Start of Source text

Smith Bipartisan Coalition Hosts Debate Viewing

Photo courtesy of | Smith students gathered to watch the final Presidential debate in the Carroll Room on Oct. 19.

Photo courtesy of | Smith students gathered to watch the final Presidential debate in the Carroll Room on Oct. 19.

Isabella Tagliati ’19
Contributing Writer

On Oct. 19, the Smith Bipartisan Coalition hosted the third debate watch viewing party in the Campus Center’s Carol Room. This event was put on in collaboration with the Smith Democrats and Smith’s Government department. The room was packed with people, seeing as many Smith students made the effort to come out to this event despite it being the midst of midterm season. That night was constituted as the candidates’ last formal debate before approaching voting day, Nov. 8.

The much-anticipated third and final presidential debate occurred on The University of Nevada’s campus in Las Vegas. There was no scarcity of weighty questions, passionate responses and grammar mistakes, similar to in past debates. The debate was expected to cover topics like +foreign policy, immigration and the supreme court. All of these pertinent subjects were touched upon at some level, but the debate had many tangents that took candidates off course. Some redirections reached concerns of reproductive and health rights, while others addressed Trump’s heinous reputation towards the treatment of women and the now 9+ allegations of sexual assault filed against the republican candidate. It was a lively debate on and off stage. Moderator Chris Wallace of Fox News had to remind the audience to refrain from vocalizing cheers of support or disdain in an effort to maintain an unbiased viewing for watchers.

End of Source text

Update the debate viewing article, starting at "Smith Bipartisan Coalition Hosts" and ending after "day, Nov. 8.", and swap "midterm season" for "finals season".

Start of Data rows

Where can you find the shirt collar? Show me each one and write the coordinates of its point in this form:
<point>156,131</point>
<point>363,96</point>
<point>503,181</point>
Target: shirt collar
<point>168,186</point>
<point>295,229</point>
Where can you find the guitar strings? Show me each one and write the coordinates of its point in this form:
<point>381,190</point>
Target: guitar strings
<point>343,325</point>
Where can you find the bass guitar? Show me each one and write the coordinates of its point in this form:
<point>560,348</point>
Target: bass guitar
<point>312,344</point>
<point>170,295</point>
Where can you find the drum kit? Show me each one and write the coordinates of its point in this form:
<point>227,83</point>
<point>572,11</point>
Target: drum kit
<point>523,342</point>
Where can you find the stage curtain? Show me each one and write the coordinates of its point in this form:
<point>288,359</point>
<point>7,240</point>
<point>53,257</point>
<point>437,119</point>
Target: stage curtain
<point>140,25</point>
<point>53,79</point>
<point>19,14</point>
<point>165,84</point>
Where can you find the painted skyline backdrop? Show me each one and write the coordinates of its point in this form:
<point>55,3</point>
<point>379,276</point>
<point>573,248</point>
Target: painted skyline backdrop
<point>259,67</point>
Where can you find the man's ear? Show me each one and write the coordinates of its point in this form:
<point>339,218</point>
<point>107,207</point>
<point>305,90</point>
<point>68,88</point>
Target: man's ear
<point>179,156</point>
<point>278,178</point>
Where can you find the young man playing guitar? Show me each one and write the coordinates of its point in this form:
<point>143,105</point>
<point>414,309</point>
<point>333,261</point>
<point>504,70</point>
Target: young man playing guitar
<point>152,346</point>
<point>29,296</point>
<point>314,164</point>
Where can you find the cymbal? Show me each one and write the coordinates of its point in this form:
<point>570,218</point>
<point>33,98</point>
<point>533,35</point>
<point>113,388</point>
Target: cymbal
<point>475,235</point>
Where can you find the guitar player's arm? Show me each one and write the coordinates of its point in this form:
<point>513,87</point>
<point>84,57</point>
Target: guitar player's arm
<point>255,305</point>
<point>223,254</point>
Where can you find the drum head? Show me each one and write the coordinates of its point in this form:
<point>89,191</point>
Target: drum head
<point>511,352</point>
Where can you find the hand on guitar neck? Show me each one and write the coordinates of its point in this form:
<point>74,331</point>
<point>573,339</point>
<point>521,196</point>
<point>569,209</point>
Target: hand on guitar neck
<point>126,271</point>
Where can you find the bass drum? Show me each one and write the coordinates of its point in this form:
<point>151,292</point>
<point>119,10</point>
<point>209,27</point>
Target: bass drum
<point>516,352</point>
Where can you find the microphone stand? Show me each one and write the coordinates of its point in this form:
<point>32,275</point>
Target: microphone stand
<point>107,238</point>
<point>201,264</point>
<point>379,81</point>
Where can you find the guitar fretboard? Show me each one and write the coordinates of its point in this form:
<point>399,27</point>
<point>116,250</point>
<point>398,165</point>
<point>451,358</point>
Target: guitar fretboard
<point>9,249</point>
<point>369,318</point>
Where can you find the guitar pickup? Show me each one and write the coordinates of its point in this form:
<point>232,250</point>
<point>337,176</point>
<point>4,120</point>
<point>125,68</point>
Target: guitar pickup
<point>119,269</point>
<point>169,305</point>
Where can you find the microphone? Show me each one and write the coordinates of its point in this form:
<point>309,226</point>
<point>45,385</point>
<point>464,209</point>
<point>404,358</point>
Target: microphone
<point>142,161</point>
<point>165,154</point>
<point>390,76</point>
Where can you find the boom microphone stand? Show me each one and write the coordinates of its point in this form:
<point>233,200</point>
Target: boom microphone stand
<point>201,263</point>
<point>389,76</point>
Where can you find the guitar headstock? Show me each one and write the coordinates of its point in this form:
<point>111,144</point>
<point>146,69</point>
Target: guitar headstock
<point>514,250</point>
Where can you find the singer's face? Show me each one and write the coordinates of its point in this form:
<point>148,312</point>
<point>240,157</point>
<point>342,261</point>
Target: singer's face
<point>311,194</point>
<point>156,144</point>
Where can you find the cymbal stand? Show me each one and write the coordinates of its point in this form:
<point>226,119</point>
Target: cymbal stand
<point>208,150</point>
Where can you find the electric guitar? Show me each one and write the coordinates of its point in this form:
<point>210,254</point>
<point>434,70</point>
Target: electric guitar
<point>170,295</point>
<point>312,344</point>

End of Data rows

— Solution —
Smith Bipartisan Coalition Hosts Debate Viewing

Photo courtesy of | Smith students gathered to watch the final Presidential debate in the Carroll Room on Oct. 19.

Photo courtesy of | Smith students gathered to watch the final Presidential debate in the Carroll Room on Oct. 19.

Isabella Tagliati ’19
Contributing Writer

On Oct. 19, the Smith Bipartisan Coalition hosted the third debate watch viewing party in the Campus Center’s Carol Room. This event was put on in collaboration with the Smith Democrats and Smith’s Government department. The room was packed with people, seeing as many Smith students made the effort to come out to this event despite it being the midst of finals season. That night was constituted as the candidates’ last formal debate before approaching voting day, Nov. 8.